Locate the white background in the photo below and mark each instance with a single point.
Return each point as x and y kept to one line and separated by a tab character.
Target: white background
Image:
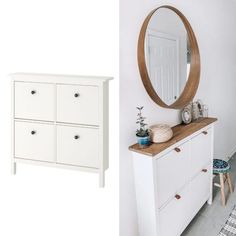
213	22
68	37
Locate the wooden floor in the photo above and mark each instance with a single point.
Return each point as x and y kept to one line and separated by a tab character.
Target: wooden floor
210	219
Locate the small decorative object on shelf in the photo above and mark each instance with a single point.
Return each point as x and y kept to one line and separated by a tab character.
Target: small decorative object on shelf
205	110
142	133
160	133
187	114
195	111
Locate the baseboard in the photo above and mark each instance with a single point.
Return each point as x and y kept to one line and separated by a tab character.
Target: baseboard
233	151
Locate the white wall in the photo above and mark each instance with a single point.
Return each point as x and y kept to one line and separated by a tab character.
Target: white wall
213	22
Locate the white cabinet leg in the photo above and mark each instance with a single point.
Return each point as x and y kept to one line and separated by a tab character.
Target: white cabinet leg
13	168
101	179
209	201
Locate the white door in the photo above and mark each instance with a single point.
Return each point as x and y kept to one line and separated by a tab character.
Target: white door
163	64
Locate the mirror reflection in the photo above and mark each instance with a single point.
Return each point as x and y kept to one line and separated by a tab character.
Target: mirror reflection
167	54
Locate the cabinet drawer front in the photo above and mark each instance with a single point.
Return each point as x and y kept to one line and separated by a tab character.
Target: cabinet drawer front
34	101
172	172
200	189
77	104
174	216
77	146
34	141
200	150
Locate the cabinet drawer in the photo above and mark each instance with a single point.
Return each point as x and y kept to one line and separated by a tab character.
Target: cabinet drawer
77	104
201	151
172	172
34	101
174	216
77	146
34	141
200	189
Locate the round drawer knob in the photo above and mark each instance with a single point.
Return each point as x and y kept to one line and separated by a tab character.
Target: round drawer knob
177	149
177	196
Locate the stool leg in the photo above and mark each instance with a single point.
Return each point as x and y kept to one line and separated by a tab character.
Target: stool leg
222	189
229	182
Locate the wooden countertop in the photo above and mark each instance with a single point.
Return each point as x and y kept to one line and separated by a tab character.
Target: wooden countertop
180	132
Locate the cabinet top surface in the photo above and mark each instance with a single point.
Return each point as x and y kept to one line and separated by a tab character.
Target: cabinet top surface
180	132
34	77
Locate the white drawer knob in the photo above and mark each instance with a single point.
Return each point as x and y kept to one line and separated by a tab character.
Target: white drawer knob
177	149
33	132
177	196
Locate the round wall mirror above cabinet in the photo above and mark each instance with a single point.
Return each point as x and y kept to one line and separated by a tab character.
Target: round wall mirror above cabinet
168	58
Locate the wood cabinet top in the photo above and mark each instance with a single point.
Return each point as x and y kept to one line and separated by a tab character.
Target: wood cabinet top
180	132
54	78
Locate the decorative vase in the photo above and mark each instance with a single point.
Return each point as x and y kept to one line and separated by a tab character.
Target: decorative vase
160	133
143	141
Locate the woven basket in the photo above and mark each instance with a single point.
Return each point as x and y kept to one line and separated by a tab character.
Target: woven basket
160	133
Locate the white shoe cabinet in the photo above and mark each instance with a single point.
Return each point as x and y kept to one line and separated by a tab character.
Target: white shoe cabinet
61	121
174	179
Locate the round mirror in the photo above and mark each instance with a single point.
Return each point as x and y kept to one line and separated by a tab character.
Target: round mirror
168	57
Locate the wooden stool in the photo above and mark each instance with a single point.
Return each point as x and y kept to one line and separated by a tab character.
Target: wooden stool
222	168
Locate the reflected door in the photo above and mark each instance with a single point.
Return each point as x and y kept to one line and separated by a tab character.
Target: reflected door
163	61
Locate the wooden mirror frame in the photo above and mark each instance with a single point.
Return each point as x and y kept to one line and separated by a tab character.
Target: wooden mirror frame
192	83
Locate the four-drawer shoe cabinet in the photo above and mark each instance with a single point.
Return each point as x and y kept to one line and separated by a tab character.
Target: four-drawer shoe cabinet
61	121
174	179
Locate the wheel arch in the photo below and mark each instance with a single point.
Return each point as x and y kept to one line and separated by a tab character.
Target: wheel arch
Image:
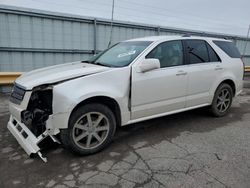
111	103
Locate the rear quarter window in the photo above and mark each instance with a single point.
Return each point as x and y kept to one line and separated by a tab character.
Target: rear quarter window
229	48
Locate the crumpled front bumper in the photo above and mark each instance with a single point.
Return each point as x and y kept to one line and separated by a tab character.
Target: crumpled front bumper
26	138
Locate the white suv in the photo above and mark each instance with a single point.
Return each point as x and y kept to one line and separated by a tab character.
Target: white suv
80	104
--
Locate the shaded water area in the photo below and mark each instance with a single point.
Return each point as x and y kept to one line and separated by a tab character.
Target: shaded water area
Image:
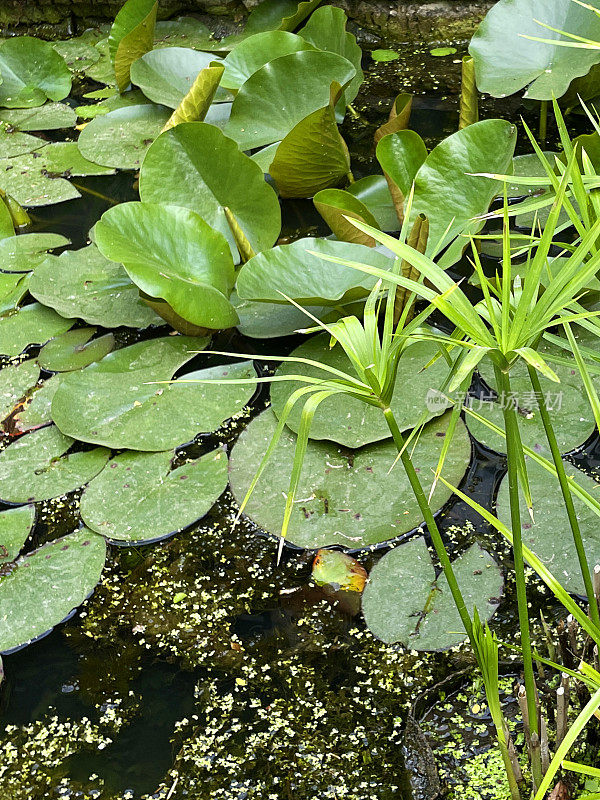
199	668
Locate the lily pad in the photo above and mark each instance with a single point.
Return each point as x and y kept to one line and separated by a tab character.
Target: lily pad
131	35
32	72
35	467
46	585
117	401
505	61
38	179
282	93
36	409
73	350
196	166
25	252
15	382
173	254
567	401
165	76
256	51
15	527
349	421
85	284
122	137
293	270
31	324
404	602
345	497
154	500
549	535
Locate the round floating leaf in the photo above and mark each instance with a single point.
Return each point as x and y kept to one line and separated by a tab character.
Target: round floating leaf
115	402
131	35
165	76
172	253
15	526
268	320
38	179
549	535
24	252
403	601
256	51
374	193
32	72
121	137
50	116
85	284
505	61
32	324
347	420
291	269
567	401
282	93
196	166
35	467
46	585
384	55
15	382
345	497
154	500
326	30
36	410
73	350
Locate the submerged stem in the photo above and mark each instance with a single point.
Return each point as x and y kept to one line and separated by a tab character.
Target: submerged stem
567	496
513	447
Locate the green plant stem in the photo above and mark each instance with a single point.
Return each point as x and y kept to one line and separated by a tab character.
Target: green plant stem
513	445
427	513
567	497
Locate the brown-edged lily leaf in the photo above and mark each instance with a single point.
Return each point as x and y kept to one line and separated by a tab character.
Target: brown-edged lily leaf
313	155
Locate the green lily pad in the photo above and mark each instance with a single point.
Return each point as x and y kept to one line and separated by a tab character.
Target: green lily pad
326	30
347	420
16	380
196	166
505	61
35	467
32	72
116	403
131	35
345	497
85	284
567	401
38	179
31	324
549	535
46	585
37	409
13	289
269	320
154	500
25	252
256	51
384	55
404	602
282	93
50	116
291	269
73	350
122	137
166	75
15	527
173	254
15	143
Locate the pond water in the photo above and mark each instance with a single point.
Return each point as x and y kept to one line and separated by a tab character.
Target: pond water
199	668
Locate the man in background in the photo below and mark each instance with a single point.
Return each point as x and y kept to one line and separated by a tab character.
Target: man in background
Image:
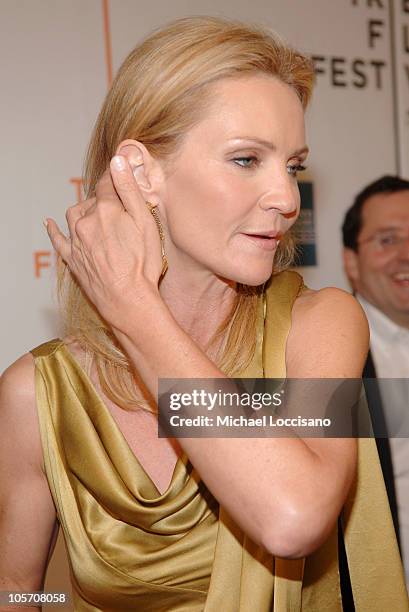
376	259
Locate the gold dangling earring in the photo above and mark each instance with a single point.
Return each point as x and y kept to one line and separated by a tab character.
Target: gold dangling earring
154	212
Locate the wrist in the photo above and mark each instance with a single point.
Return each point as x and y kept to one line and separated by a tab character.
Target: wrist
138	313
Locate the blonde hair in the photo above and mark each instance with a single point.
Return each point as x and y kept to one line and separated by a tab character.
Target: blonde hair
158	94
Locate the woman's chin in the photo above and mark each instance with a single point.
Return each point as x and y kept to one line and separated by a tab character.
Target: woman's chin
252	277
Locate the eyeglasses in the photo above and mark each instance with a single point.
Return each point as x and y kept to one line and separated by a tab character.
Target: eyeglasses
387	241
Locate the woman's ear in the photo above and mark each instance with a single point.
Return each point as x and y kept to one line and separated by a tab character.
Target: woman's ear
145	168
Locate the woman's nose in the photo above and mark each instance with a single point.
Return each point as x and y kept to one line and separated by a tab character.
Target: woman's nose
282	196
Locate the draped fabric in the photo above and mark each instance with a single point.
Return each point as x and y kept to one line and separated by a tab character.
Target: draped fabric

Directive: Starting with the row containing "Locate the blonde" and going through the row containing "Target: draped fabric", rewrite those lines as a numbered list, skipping any blank lines.

Complete output:
1. Locate the blonde hair in the photo above and mark each instance with a single point.
2. Return each point as x and y kept to one line and separated by a tab character.
3. Target: blonde hair
4. 158	94
5. Locate the woman's chin in the photo above and mark each instance with a single point.
6. Return each point as x and y kept to one line and separated by a tab character.
7. Target: woman's chin
8. 252	277
9. Locate the eyeglasses in the photo above and mark each instance with a single point.
10. Return each point as x and y kept to one line and separated by a tab character.
11. Target: eyeglasses
12. 387	241
13. Locate the woman's ear in the photo above and mark each instance with a single point.
14. Return each point as x and y kept to one line and separated by a tab character.
15. Target: woman's ear
16. 145	168
17. Locate the woman's nose in the photo above and mark each instance with a single point.
18. Return each point as x and y kept to one line and separated by a tab character.
19. Target: woman's nose
20. 282	196
21. Locate the draped fabric in the photo above and mark each instance with a single point.
22. Return each point as x and y kept to one line and separated by a tab character.
23. Target: draped fabric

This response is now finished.